CONSIGNES DE TRAVAIL =>
• A. Transcrivez sans rien changer le passage du récit sur Callicratidas qui commence par « Dès qu’il eut » et se poursuit jusqu'à « tout son pouvoir. ».
• B. Rédigez la suite du récit sur Callicratidas à partir de sa dernière phrase.

PASSAGE À LIRE =>

╔══

De là, il envoya des galères à Lacédémone pour demander des fonds. Ayant ensuite assemblé les Milésiens : « Milésiens, leur dit-il, je suis forcé d’obéir aux magistrats de Sparte ; je vous exhorte à soutenir franchement cette guerre, puisque vous habitez au milieu des Barbares dont vous avez déjà tant souffert. Il faut que vous donniez l’exemple aux alliés ; que vous fournissiez les moyens de poursuivre promptement et vivement les ennemis en attendant le retour des exprès que j’ai envoyés demander des fonds à Lacédémone. Ce qui restait en caisse, Lysandre, avant son départ, l’a rendu à Cyrus, comme superflu. Ce prince, chez qui je me suis présenté, a toujours différé son audience ; je ne puis me déterminer à retourner sans cesse à la porte du palais. Je vous promets que si nous remportons quelque avantage jusqu’à ce qu’il nous vienne des fonds de Lacédémone, vous ne vous repentirez pas de votre zèle. Montrons aux Barbares que, sans nous prosterner devant eux, nous pouvons châtier nos ennemis. »

Dès qu’il eut cessé de parler, plusieurs se levèrent ; ceux particulièrement qu’on accusait d’être de la faction de Lysandre, inspirés par la crainte, indiquèrent des moyens de trouver des fonds, et s’engagèrent en particulier pour une somme. Avec cet argent, joint aux cinq drachmes que les habitans de Chio fournirent à chaque soldat, il fit voile vers Méthymne, ville ennemie ; les habitans lui en refusèrent l’entrée. Ils avaient une garnison athénienne, et les meneurs tenaient pour Athènes. Il l’assiége, et s’en rend maitre. Tout ce qui s’y trouva fut pillé. Quant aux esclaves, Callicratidas les rassembla sur la place publique ; les alliés voulaient qu’avec eux on vendît aussi les Méthymnéens. Il déclara que sous son généralat nul Grec ne serait asservi, qu’il s’y opposerait de tout son pouvoir.

Le lendemain, il congédia, avec la garnison athénienne, tout ce qui était de condition libre ; les prisonniers serfs furent tous vendus à l’encan. Il fit dire ensuite à Conon, que bientôt il lui retirerait une domination usurpée sur les mers, et le voyant, au point du jour, gagner le large, il se mit à sa poursuite et lui coupa chemin, pour l’empécher de rentrer dans Samos. Conon fuyait avec d’excellens voiliers, après avoir choisi dans ses nombreux équipages quelques-uns des meilleurs rameurs. Il se sauva donc à Mitylène, ville de Lesbos, avec Érasinide et Léon. Callicratidas avait suivi sa trace avec cent soixante-dix galères ; il se dirige vers le port en même temps que lui. Conon, se voyant prévenu, fut contraint de risquer un combat naval, où il perdit trente vaisseaux, dont les hommes se sauvèrent à terre ; il lui en restait quarante, qu’il mit à sec, à l’abri des murailles de la ville. Callicratidas, entré dans le port et maître de l’embouchure, fit venir du côté de la terre tout le peuple de Méthymne et d’autres troupes encore de Chio, pour le bloquer de toutes parts. Sur ces entrefaites, il lui vint de l’argent de la part de Cyrus.

╚══

ENTRÉES RÉPERTORIÉES =>
╔══

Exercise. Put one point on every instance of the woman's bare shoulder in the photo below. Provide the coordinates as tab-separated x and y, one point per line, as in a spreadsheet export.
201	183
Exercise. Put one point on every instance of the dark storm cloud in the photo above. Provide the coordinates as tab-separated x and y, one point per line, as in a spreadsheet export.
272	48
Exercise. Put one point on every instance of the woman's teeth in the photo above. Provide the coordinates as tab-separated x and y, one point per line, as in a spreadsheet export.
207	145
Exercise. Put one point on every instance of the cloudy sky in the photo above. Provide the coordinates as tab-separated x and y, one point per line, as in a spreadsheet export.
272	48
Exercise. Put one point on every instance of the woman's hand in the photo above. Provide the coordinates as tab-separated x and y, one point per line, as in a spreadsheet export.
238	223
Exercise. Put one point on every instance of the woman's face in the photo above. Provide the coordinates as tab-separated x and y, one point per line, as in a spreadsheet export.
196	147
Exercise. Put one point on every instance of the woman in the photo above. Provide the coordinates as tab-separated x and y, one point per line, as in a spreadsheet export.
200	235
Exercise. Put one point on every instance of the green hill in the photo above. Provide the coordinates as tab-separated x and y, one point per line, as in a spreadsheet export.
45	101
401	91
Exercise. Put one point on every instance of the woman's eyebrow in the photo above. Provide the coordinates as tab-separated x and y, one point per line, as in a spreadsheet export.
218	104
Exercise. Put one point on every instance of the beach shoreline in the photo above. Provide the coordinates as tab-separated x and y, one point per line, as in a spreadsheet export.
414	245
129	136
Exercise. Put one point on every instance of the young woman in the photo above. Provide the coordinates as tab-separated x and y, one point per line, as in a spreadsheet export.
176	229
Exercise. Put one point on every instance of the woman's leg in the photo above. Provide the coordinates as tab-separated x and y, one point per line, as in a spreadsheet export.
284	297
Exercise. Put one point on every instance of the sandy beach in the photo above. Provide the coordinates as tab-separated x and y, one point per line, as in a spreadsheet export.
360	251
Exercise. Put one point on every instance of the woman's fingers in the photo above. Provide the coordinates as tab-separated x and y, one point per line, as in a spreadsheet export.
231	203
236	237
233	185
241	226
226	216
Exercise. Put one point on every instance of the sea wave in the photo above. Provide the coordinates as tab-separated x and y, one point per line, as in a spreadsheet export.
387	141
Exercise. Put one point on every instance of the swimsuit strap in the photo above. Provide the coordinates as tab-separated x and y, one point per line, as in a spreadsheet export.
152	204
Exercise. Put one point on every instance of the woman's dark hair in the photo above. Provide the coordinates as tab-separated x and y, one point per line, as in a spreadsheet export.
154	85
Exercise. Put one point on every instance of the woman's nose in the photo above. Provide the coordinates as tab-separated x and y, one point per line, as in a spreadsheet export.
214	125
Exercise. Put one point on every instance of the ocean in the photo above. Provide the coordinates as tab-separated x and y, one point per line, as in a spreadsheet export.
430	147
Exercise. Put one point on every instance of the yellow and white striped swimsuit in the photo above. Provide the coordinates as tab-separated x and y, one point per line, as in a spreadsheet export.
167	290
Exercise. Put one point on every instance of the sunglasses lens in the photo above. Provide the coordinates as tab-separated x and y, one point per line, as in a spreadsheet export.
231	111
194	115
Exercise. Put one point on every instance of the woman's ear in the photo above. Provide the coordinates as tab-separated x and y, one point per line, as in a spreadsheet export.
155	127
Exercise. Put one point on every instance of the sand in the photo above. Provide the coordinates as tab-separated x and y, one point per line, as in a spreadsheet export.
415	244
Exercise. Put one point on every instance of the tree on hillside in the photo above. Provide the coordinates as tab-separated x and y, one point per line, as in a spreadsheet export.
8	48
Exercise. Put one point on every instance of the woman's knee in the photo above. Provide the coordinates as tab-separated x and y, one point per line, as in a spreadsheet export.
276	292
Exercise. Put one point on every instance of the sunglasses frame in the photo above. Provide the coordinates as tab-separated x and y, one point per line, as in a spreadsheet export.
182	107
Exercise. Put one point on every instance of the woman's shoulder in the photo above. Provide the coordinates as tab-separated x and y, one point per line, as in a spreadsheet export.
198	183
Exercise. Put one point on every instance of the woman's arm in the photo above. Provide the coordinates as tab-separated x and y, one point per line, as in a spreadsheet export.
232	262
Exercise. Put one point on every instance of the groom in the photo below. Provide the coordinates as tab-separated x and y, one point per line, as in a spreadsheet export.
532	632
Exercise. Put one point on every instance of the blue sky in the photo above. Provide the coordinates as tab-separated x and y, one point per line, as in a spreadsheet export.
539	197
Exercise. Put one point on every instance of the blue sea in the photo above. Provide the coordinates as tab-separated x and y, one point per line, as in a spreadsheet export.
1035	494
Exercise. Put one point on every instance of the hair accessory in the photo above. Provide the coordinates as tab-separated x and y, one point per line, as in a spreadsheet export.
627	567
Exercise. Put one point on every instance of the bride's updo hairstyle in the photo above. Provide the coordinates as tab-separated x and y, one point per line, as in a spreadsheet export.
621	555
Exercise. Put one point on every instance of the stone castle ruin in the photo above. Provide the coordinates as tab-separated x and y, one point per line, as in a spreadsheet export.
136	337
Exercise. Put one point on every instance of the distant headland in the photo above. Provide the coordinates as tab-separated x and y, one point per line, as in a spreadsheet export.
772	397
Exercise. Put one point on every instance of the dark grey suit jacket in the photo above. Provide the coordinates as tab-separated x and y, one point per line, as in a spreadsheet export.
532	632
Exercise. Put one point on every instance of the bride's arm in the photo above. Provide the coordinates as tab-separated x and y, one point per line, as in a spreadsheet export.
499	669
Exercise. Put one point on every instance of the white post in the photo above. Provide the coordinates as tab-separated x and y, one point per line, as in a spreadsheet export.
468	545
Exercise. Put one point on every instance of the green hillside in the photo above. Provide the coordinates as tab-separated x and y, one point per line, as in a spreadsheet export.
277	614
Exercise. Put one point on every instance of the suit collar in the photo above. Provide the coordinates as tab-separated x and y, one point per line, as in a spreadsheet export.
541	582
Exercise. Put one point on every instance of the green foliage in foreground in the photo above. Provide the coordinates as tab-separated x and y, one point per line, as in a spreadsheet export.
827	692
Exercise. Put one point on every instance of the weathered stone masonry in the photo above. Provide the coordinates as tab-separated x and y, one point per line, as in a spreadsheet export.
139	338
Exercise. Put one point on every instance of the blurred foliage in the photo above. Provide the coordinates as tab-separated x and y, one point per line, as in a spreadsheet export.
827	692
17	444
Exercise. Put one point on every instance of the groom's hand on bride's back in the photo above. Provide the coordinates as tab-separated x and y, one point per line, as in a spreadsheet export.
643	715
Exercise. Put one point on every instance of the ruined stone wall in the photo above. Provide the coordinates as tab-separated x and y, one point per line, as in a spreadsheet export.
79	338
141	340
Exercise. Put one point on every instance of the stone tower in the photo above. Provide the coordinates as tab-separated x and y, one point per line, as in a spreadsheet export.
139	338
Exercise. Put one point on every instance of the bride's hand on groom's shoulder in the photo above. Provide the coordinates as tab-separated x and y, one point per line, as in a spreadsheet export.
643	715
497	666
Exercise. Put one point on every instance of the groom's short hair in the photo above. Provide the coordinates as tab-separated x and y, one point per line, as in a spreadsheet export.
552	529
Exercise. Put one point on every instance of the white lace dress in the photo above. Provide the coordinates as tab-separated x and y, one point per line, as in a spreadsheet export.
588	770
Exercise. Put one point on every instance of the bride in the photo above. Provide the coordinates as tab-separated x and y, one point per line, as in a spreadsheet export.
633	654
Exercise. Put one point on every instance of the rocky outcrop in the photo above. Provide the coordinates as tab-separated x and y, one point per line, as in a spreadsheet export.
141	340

╚══

RÉPONSES AUX CONSIGNES =>
• A.
Dès qu’il eut cessé de parler, plusieurs se levèrent ; ceux particulièrement qu’on accusait d’être de la faction de Lysandre, inspirés par la crainte, indiquèrent des moyens de trouver des fonds, et s’engagèrent en particulier pour une somme. Avec cet argent, joint aux cinq drachmes que les habitans de Chio fournirent à chaque soldat, il fit voile vers Méthymne, ville ennemie ; les habitans lui en refusèrent l’entrée. Ils avaient une garnison athénienne, et les meneurs tenaient pour Athènes. Il l’assiége, et s’en rend maitre. Tout ce qui s’y trouva fut pillé. Quant aux esclaves, Callicratidas les rassembla sur la place publique ; les alliés voulaient qu’avec eux on vendît aussi les Méthymnéens. Il déclara que sous son généralat nul Grec ne serait asservi, qu’il s’y opposerait de tout son pouvoir.

• B.
Conon, assiégé par mer et par terre, ne pouvant tirer de vivres de Méthymne, qui avait tant d’hommes à nourrir, délaissé d’ailleurs par les Athéniens, qui ignoraient sa position, mit en mer deux de ses meilleurs voiliers, les arma, avant le jour, de rameurs choisis sur la flotte, remplit de soldats le fond du vaisseau, et, pour mieux cacher l’équipage, déploya tout ce qu’il avait de peaux et d’autres couvertures.

Le jour, telle était la manœuvre ; le soir, aux approches de la nuit, il les faisait descendre à terre, pour que l’ennemi ne pénétrât point ses desseins. Le cinquième jour, sur le midi, voyant que, des matelots, les uns montaient la garde négligemment, que les autres se reposaient, il sortit du port, après avoir suffisamment approvisionné ses galères, dont l’une gagna l’Hellespont, et l’autre la pleine mer. Aussitôt les matelots de sonner l’alarme, de couper les ancres, de quitter précipitamment et en désordre le rivage où ils dînaient alors. Ils poursuivent la galère qui avait gagné la pleine mer ; ils l’atteignent au soleil couchant, la combattent, s’en rendent maîtres, la remorquent et l’amènent à leur flotte avec l’équipage. Celle qui avait pris la route de l’Hellespont se sauva, et alla porter à Athènes la nouvelle de la flotte assiégée. Diomédon vient au secours de Conon, entre avec douze vaisseaux dans le golfe de Mitylène. Callicratidas le charge à l’improviste, en prend dix, et le contraint de fuir avec les deux autres.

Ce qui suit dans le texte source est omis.